Written task 1 ->
Name every person mentioned by name in the political comment below.
Written task 2 ->
Translate this sentence from the political comment below into Spanish: "I refuse to be a servant for anybody according to the Declaration of Independence!"

Excerpt to read ->
☆ ☆ ☆ ☆ ☆

Personally, I think Paul Ryan has established himself as a consistant conservative with a real idea of what needs to be done, and he’d be my current choice. There’s a lot of water going to go under the bridge before we get to that choice, however, and the key now is to work on challenging the Rino’s in the mid-terms. How any potential presidential candidates perform on the battles between now and then, and in that election, will make a lot of difference in who
should eventually win our support.
The Deal with Jack Hunter: Goodbye to Conservatism!
http://www.youtube.com/watch?v=7TS4KCaoAGM
The Tea Party is ‘Middle America’ and is the Barry Goldwater wing of the Republican party who are having our say. The establishment power hungry NEO-CONS way continue to support our servitude and slavey! I refuse to be a servant for anybody according to the Declaration of Independence!
VIVA LA TEA PARTY, FREEDOM ACCORDING TO THE DECLARATION!

☆ ☆ ☆ ☆ ☆

Items ->
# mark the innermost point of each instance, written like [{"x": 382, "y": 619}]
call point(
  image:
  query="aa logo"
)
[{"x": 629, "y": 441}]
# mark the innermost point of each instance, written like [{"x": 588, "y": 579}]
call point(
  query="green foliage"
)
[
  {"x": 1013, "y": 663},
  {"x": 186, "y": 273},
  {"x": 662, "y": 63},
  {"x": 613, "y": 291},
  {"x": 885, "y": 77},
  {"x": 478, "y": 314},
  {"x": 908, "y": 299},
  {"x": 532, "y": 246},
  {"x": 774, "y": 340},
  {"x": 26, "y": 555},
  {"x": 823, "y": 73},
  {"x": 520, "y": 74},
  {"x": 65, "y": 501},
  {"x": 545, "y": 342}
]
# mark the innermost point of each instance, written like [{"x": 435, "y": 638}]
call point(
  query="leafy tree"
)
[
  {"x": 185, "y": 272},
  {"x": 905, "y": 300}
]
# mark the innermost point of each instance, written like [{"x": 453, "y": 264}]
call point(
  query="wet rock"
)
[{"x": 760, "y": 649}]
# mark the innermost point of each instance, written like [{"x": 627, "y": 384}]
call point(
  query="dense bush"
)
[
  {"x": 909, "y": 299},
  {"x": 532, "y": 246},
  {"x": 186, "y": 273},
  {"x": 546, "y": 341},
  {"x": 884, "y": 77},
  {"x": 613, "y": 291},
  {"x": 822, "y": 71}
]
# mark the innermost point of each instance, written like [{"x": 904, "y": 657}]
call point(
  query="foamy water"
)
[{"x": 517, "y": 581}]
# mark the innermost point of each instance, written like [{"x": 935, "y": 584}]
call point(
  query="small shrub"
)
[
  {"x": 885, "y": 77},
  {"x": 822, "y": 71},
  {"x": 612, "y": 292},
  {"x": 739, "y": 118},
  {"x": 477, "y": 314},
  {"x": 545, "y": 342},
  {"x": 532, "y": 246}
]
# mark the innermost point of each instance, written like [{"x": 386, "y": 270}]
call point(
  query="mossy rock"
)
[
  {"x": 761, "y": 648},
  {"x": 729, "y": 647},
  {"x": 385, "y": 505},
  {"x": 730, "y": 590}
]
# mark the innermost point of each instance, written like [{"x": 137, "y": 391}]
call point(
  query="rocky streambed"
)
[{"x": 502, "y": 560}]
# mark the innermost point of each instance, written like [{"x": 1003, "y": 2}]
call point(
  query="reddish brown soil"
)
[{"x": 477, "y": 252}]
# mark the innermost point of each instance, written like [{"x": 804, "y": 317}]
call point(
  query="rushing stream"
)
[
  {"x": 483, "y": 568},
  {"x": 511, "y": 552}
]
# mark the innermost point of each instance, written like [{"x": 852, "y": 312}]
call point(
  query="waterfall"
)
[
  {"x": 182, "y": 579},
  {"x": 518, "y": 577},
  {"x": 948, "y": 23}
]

☆ ☆ ☆ ☆ ☆

Final answer 1 ->
Paul Ryan
Jack Hunter
Barry Goldwater

Final answer 2 ->
¡Me niego a ser sirviente de nadie, de acuerdo con la Declaración de Independencia!